ACTION ITEM
List each line of the data in which the string "sculpture" appears.

GIVEN DATA
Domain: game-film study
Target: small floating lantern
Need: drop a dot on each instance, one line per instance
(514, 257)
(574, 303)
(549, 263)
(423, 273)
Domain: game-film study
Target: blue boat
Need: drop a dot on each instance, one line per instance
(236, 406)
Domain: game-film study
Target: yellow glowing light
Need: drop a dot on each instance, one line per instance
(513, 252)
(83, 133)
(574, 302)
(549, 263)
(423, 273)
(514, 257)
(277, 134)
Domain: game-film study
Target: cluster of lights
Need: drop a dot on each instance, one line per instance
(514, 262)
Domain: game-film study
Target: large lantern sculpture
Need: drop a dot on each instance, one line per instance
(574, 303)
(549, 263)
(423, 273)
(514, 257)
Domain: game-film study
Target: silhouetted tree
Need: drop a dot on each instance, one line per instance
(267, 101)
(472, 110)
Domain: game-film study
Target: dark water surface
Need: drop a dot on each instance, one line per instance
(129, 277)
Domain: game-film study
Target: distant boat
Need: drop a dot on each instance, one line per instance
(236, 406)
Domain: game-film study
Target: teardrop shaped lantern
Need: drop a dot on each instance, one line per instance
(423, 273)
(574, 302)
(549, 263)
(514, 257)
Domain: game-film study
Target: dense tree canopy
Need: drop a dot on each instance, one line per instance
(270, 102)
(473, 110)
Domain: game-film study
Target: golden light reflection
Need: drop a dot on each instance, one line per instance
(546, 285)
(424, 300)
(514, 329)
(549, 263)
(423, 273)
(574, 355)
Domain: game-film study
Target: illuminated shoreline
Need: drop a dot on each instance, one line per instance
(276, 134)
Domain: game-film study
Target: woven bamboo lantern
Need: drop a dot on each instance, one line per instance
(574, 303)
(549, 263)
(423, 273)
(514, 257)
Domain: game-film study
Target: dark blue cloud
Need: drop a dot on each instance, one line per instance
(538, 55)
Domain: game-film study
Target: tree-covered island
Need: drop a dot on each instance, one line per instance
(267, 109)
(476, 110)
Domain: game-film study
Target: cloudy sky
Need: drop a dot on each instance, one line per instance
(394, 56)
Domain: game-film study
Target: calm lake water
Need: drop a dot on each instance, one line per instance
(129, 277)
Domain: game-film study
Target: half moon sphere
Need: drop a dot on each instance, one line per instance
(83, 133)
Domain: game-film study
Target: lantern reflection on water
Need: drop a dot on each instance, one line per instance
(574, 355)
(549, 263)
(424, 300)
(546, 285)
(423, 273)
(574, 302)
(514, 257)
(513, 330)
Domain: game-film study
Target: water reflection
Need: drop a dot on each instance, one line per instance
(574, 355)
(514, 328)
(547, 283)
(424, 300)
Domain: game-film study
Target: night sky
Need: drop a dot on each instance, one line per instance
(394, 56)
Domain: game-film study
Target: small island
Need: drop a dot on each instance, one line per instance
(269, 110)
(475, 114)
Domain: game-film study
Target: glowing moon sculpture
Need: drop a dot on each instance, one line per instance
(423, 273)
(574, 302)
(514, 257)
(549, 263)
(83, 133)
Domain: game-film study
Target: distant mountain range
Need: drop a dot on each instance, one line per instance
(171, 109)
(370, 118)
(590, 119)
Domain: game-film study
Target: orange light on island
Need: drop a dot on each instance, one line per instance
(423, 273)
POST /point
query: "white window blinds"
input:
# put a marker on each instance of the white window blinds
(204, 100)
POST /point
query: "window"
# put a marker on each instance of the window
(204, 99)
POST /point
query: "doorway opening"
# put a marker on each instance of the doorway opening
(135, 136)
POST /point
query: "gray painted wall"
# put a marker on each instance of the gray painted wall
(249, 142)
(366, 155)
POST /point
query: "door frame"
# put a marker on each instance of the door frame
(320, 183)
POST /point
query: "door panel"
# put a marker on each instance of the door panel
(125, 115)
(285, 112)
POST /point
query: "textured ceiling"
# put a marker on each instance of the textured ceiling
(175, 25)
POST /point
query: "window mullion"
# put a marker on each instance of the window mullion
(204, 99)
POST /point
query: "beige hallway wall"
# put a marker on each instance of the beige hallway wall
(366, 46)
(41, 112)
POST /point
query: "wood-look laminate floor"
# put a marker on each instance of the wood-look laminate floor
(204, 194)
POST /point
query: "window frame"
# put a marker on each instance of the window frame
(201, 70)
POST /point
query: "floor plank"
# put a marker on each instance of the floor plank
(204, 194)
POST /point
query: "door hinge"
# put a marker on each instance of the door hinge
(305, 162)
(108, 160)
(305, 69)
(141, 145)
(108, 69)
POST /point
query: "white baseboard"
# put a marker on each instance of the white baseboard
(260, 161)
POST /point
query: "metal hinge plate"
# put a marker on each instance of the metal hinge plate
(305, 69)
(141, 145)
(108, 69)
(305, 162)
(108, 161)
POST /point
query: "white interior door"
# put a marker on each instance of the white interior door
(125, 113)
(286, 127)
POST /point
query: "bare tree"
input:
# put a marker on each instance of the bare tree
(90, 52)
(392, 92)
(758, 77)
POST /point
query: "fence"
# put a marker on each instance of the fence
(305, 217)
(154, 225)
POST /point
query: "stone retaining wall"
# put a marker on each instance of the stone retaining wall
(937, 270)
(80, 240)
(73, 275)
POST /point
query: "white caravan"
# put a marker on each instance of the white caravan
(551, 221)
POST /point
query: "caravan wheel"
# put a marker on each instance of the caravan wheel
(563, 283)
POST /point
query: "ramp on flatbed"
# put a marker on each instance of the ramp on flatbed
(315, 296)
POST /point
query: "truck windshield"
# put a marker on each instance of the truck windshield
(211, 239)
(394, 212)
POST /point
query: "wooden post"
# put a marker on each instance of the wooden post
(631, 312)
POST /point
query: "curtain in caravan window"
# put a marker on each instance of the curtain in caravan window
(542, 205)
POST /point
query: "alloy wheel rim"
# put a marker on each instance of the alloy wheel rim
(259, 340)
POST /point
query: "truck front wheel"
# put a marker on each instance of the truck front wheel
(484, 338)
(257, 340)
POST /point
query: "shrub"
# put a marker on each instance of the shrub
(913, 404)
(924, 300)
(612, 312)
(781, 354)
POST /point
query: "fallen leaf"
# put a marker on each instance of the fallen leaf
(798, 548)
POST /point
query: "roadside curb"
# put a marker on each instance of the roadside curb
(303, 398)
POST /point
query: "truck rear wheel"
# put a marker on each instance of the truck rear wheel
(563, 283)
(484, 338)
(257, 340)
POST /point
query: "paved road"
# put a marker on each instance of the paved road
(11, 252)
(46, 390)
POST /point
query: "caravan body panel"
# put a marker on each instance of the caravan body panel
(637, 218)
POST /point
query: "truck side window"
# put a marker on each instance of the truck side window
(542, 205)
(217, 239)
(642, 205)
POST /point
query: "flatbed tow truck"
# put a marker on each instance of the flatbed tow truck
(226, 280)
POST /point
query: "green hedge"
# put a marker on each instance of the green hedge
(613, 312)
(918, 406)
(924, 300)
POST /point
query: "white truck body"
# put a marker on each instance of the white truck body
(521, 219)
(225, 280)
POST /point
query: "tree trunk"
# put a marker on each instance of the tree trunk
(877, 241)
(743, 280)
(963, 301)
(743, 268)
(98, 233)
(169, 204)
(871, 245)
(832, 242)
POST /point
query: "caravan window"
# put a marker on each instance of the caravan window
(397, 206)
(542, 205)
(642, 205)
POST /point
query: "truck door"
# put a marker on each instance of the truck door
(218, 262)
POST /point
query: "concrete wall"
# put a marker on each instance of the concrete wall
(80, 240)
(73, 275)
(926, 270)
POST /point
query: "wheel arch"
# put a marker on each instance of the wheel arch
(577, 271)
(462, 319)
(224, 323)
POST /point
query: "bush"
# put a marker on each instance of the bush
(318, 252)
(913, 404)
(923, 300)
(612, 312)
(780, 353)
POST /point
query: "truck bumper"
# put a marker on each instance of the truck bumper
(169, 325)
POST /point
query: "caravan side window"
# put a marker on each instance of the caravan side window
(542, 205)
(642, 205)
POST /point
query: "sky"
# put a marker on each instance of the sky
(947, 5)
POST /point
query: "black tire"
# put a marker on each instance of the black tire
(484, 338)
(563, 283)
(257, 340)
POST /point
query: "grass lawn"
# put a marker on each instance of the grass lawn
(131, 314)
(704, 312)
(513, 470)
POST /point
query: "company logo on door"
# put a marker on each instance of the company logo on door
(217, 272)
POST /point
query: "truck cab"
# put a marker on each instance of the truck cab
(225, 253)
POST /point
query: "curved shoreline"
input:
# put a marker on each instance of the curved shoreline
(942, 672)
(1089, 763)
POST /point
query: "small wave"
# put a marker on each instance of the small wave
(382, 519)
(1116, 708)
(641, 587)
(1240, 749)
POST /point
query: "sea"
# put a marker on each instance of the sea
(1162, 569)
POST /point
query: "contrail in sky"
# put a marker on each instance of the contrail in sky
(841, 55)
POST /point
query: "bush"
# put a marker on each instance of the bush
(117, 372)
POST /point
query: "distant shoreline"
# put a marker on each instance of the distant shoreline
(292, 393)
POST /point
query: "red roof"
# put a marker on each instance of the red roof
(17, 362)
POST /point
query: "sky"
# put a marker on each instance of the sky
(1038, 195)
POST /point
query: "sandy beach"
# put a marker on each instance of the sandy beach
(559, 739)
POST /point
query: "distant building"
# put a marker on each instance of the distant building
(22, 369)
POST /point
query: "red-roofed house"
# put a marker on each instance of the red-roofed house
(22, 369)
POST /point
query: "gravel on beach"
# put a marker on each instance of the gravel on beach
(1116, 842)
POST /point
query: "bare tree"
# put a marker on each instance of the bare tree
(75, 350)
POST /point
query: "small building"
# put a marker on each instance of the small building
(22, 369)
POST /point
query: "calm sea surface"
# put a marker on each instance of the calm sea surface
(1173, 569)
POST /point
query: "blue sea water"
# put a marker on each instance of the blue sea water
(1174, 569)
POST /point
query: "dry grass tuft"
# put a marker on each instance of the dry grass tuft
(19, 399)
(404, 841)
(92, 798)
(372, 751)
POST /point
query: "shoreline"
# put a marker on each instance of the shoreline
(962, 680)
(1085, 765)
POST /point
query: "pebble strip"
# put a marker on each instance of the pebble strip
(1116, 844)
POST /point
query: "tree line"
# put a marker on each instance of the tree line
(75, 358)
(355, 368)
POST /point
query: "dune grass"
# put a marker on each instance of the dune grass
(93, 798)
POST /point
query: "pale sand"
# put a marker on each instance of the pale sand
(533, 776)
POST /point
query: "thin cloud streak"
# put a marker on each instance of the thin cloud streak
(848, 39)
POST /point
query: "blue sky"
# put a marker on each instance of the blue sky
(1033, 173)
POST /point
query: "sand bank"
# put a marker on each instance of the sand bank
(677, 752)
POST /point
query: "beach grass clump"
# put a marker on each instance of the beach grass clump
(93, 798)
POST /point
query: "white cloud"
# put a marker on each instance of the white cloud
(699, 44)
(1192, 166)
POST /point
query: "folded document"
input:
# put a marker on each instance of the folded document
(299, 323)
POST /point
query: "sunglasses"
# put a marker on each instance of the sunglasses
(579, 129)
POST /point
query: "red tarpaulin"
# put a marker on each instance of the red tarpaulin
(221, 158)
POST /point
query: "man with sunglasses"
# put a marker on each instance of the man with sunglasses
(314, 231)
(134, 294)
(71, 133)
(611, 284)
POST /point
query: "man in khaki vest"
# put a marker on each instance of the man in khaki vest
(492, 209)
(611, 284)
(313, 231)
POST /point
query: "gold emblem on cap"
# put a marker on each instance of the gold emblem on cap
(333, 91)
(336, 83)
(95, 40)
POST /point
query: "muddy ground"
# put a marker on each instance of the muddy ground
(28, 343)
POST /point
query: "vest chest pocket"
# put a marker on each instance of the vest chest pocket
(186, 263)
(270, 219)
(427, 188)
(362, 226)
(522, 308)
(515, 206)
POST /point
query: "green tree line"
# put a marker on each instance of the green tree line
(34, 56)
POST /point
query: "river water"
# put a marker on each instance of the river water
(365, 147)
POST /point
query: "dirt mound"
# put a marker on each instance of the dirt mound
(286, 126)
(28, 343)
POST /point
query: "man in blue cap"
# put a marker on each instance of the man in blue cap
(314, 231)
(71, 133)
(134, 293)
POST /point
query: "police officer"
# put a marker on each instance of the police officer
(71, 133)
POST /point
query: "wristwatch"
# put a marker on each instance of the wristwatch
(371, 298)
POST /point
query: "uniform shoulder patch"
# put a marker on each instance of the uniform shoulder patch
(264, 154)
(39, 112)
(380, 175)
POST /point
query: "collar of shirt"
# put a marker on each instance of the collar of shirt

WRITTEN ANSWER
Target: large lantern sculpture
Target: glowing moon sculpture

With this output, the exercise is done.